--- About this exercise ---
Return every line from the records below with the string "microphone".

- - - - -

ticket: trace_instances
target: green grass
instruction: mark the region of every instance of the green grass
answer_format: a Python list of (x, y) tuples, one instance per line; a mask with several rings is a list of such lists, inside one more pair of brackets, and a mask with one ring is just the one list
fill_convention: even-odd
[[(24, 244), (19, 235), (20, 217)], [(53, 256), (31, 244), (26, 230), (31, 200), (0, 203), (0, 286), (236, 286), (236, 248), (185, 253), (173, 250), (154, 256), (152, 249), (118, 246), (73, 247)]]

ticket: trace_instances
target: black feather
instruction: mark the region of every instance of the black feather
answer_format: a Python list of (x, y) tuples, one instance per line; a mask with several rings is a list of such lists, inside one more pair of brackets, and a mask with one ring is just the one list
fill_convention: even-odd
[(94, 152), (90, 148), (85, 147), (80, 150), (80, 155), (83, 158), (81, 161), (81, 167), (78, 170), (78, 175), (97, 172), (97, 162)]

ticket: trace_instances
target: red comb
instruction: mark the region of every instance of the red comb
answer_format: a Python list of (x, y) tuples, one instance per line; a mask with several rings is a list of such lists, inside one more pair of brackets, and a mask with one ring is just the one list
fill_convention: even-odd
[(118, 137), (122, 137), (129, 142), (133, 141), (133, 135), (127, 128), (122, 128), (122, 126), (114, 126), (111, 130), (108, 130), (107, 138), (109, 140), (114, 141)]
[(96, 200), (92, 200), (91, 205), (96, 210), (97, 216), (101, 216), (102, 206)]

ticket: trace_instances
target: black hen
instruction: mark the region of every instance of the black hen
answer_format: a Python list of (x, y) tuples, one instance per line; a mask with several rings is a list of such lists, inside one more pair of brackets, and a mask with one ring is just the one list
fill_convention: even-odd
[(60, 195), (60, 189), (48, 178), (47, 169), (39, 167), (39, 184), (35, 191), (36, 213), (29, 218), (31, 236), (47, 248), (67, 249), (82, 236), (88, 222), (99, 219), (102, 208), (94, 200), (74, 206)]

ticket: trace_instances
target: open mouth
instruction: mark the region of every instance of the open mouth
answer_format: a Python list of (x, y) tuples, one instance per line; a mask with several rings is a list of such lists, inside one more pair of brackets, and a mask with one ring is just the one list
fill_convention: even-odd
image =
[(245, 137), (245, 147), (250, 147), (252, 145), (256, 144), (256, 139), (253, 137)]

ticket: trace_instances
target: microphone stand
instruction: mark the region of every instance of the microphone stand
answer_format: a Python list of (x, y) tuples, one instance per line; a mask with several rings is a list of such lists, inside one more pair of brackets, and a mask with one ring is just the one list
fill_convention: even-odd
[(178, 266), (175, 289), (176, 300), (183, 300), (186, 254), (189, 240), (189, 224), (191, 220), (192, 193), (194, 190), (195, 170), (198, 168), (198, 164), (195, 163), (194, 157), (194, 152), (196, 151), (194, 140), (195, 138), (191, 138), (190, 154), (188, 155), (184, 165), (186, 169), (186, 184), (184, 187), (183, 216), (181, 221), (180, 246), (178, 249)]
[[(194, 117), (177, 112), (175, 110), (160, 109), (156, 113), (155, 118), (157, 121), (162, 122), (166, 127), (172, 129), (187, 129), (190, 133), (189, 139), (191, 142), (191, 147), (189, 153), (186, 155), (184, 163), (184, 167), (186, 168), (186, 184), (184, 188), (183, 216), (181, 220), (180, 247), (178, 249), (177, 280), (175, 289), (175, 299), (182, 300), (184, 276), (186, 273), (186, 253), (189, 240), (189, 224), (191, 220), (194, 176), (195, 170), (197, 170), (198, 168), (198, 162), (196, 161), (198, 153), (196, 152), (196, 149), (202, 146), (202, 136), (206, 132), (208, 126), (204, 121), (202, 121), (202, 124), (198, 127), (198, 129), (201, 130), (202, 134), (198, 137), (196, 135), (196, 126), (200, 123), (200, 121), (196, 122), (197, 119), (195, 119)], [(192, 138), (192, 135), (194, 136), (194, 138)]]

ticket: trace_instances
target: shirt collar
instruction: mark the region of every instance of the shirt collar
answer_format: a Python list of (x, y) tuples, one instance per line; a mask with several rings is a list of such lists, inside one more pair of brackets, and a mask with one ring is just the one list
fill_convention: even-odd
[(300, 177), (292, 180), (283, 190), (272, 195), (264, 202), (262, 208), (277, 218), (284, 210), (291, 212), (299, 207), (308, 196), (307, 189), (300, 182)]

- - - - -

--- Solution for this exercise ---
target: microphone stand
instruction: mark the region of every instance of the microphone stand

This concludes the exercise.